** START Dataset extract **
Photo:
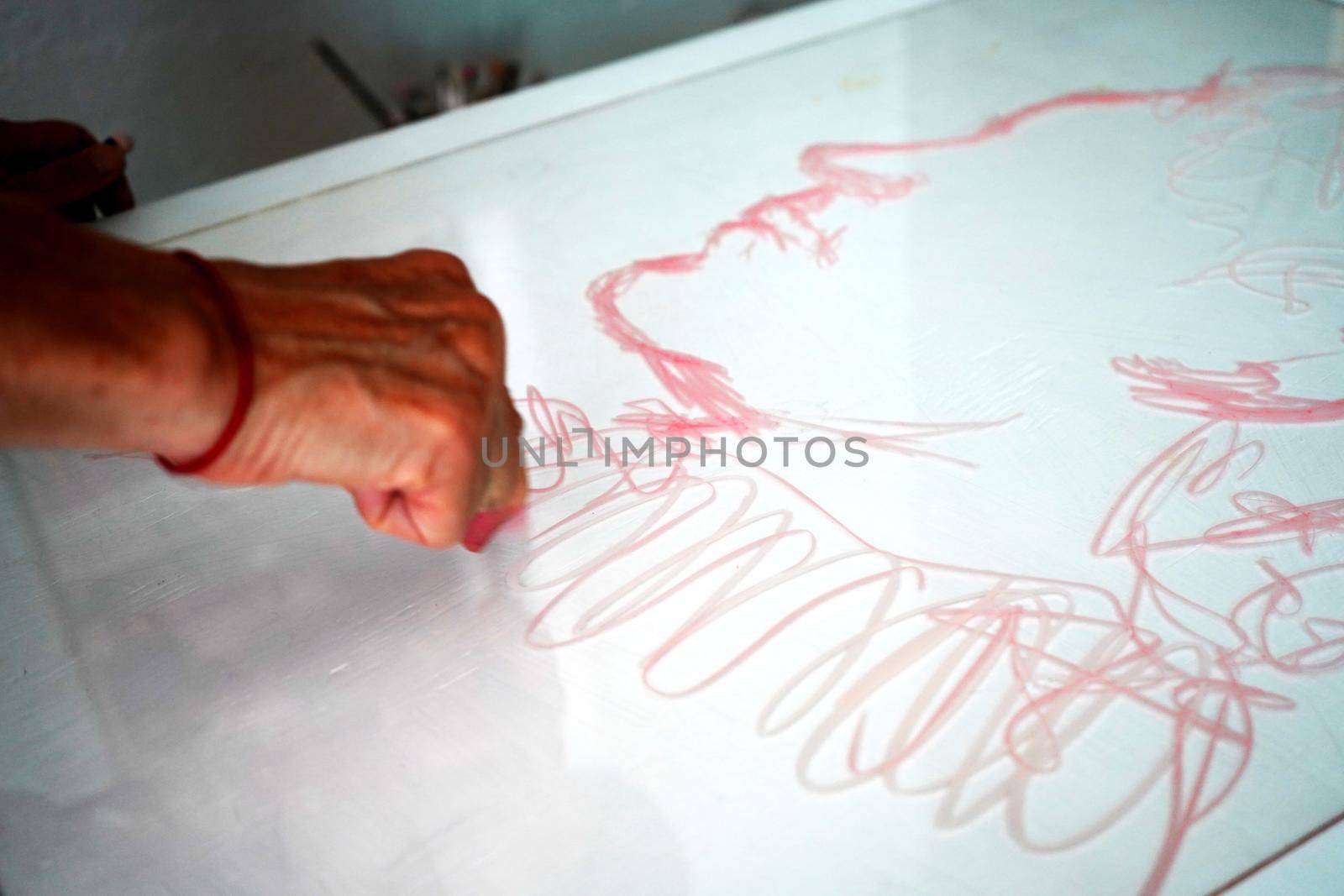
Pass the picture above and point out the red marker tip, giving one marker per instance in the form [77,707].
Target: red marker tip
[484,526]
** END Dataset extract **
** START Dataset extract **
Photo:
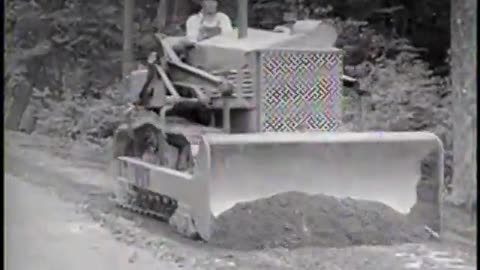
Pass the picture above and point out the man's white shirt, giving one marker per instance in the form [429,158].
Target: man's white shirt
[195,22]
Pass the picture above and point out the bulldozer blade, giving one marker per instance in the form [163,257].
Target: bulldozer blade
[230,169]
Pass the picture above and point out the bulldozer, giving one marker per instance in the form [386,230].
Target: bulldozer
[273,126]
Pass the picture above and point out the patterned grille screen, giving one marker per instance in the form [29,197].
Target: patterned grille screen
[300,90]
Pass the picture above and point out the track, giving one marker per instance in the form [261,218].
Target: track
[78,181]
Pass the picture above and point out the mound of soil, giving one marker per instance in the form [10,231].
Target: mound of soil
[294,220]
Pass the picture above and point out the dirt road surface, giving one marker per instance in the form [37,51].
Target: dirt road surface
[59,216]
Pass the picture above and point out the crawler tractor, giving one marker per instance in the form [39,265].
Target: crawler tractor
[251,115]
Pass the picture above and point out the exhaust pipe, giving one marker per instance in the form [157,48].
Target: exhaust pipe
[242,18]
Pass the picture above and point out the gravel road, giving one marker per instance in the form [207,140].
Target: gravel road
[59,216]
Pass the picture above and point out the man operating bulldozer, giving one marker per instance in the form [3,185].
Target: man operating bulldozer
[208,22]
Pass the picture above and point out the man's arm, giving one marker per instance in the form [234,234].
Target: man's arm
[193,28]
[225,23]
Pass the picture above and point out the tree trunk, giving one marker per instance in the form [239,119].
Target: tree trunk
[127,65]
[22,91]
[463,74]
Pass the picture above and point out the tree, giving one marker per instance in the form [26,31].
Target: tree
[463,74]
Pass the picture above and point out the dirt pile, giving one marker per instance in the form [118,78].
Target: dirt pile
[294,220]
** END Dataset extract **
** START Dataset extract **
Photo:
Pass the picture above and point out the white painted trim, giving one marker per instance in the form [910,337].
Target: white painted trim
** END Dataset extract **
▶ [Exercise brief] Count the lines in the listing above that contain the word "blade", and reply with the number only.

▶ [Output for this exercise] 2